> [Source document]:
----
SUMMARY OF THE INVENTION
[0012] The present invention is directed to a method of forming a
core component. A mat formed from cellulosic fiber and resin is
provided. The mat is consolidated in a first press using heat and
pressure until the resin is substantially fully cured. The
consolidated mat is removed from the first press. The consolidated
mat is then placed in a second press having a mold cavity shaped to
form at least one depression in at least one of the major surfaces
of the consolidated mat. The consolidated mat is reformed in the
second press using heat and pressure to form a molded core
component having at least one depression in at least one of the
major surfaces. The molded core component has a variable density,
preferably of between about 10 lbs/ft.sup.3 and 80
lbs/ft.sup.3.
[0013] The disclosed invention also relates to a method of forming
a door using the disclosed molded core component. A rectangular
frame having opposed sides is provided. First and second door
facings are provided. Each of the door facings has a major planar
surface, and at least one of the door facings has contoured
portions extending inwardly relative to the corresponding major
planar surface. The first door facing is secured to one of the
sides of the frame. The disclosed molded core component is
positioned against an interior surface of the first door facing.
The second door facing is secured to the other side of the frame to
form a door.
BRIEF DESCRIPTION OF THE FIGS.
[0014] FIG. 1 is a cross-sectional view of a first press and mat
according to the present invention;
[0015] FIG. 2 is a cross-sectional view of a second press and
consolidated board according to the present invention;
[0016] FIG. 3 is a cross-sectional view of a core component
according to an embodiment of the present invention;
[0017] FIG. 4 is a perspective view of a six-panel door according
to the present invention;
[0018] FIG. 5 is a cross-sectional perspective view of the door of
FIG. 4 taken along line 4-4 and viewed in the direction of the
arrows;
[0019] FIG. 6 is a cross-sectional view of a core component
according to another embodiment;
[0020] FIG. 7 is an elevational view of a core component configured
for use with a six-panel door; and
[0021] FIG. 8 is an elevational view of a core component according
to another embodiment, wherein the core component may be utilized
with multiple styles of paneled door facings.
DETAILED DESCRIPTION OF THE INVENTION
[0022] The present invention is directed to a method of forming a
molded core component. As best shown in FIG. 1, a mat M formed from
cellulosic material and a binder resin is provided. The resin is
preferably a thermosetting resin, such as urea-formaldehyde resin,
phenol-formaldehyde resin, or melamine-formaldehyde resin.
Methylene di-p-phenylene isocyanate (MDI) resin may also be used.
Various fibrous materials may be used including agricultural fibers
such as straw fibers, e.g. wheat straw fibers, and/or other
cellulosic materials such as cellulosic fibers, cellulosic
particles, wood flakes, or wood flour. A first press 10 is provided
having an upper mold 12 and a lower mold 14, which form a mold
cavity 16. Preferably, at least one of molds 12, 14 is configured
for injecting steam into mold cavity 16, and may include conduits
through which the steam is injected. However, conventional heated
platen pressing may also used.
----
> [Material shown]:
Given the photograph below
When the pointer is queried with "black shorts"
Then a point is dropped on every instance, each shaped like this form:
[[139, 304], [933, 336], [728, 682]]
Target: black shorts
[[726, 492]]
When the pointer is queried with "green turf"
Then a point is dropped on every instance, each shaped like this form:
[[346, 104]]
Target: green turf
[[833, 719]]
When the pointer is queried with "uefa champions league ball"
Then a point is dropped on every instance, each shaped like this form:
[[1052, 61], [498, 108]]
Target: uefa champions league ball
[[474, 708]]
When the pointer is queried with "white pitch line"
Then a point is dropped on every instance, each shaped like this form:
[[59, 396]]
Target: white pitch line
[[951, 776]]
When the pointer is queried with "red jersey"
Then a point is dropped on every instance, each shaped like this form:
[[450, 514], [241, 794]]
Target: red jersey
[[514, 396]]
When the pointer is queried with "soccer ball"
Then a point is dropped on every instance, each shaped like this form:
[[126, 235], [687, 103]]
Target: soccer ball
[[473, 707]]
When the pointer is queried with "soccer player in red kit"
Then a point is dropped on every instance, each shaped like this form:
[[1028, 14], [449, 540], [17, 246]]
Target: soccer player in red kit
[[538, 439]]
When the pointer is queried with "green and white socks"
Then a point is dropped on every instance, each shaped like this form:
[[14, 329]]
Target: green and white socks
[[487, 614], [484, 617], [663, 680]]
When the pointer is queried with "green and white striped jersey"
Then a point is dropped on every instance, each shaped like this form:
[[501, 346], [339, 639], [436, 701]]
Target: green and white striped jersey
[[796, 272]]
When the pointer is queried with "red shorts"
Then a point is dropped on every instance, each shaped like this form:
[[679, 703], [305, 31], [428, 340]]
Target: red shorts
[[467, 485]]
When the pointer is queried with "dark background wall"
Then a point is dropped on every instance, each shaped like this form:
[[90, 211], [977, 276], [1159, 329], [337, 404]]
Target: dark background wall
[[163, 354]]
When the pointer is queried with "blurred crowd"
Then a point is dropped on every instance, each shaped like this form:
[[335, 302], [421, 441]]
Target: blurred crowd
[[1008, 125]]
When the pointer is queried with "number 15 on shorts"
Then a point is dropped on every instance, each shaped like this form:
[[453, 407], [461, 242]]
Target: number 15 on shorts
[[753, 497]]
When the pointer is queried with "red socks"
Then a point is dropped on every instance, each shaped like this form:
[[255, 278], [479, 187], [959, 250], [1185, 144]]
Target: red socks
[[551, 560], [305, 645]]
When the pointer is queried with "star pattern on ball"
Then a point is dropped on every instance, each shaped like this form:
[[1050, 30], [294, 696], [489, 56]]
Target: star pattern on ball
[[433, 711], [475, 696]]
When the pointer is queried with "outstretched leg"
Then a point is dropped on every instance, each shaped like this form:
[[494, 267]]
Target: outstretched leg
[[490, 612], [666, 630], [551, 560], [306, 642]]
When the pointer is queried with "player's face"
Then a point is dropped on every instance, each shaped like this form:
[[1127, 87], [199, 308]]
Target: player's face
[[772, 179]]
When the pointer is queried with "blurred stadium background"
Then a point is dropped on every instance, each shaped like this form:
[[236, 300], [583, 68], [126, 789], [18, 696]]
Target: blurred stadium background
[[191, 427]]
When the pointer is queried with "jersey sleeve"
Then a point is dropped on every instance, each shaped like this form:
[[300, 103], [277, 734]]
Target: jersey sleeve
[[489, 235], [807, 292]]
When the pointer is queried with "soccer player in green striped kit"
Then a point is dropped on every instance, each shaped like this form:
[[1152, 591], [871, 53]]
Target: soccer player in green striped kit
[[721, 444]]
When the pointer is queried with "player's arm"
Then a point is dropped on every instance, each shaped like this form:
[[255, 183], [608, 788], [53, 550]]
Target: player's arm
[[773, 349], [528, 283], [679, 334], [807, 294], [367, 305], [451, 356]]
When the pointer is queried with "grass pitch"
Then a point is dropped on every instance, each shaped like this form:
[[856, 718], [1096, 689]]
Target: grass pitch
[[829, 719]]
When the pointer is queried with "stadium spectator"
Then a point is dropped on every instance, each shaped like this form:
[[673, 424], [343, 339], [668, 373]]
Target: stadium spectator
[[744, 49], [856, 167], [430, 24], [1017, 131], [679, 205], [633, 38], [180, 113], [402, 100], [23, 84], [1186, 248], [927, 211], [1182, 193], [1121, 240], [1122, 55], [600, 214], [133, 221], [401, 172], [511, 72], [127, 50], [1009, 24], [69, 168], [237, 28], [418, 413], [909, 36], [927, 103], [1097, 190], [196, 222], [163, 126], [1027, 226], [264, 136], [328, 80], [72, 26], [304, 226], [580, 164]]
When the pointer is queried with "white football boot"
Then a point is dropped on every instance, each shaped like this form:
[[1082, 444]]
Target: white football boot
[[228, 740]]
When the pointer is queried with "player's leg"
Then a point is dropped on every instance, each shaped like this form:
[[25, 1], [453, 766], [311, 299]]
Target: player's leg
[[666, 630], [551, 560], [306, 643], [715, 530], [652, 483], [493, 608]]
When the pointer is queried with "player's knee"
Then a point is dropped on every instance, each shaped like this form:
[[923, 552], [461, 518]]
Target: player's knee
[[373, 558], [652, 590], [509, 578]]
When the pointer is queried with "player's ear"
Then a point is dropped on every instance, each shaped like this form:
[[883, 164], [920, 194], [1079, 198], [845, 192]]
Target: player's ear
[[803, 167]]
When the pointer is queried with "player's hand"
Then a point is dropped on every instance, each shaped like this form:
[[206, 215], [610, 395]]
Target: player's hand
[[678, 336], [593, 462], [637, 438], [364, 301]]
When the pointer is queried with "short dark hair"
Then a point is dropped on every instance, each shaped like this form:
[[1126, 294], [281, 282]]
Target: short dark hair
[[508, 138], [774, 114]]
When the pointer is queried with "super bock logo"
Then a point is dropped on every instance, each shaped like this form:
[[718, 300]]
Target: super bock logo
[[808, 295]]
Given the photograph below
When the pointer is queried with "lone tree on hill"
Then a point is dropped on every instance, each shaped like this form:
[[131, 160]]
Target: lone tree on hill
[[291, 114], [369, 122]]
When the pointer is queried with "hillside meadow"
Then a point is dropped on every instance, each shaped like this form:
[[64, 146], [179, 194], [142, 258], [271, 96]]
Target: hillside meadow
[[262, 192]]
----
> [Stated exercise A]:
Reproduce the patent excerpt word for word, beginning at the words "Various fibrous materials" and stopping after "may also used.".
> [Stated exercise B]:
According to the patent excerpt, until what point is the mat consolidated in the first press?
> [Stated exercise C]:
For each statement, say whether it agrees with the patent excerpt, and quote the words that decide it: (i) The first press has an upper mold and a lower mold. (ii) Both door facings must have contoured portions. (iii) FIG. 4 is a perspective view of a six-panel door.
The listing is separate from the patent excerpt.

> [Final answer A]:
Various fibrous materials may be used including agricultural fibers
such as straw fibers, e.g. wheat straw fibers, and/or other
cellulosic materials such as cellulosic fibers, cellulosic
particles, wood flakes, or wood flour. A first press 10 is provided
having an upper mold 12 and a lower mold 14, which form a mold
cavity 16. Preferably, at least one of molds 12, 14 is configured
for injecting steam into mold cavity 16, and may include conduits
through which the steam is injected. However, conventional heated
platen pressing may also used.

> [Final answer B]:
Until the resin is substantially fully cured.

> [Final answer C]:
(i) Yes: "A first press 10 is provided having an upper mold 12 and a lower mold 14"
(ii) No: "at least one of the door facings has contoured portions extending inwardly relative to the corresponding major planar surface"
(iii) Yes: "FIG. 4 is a perspective view of a six-panel door"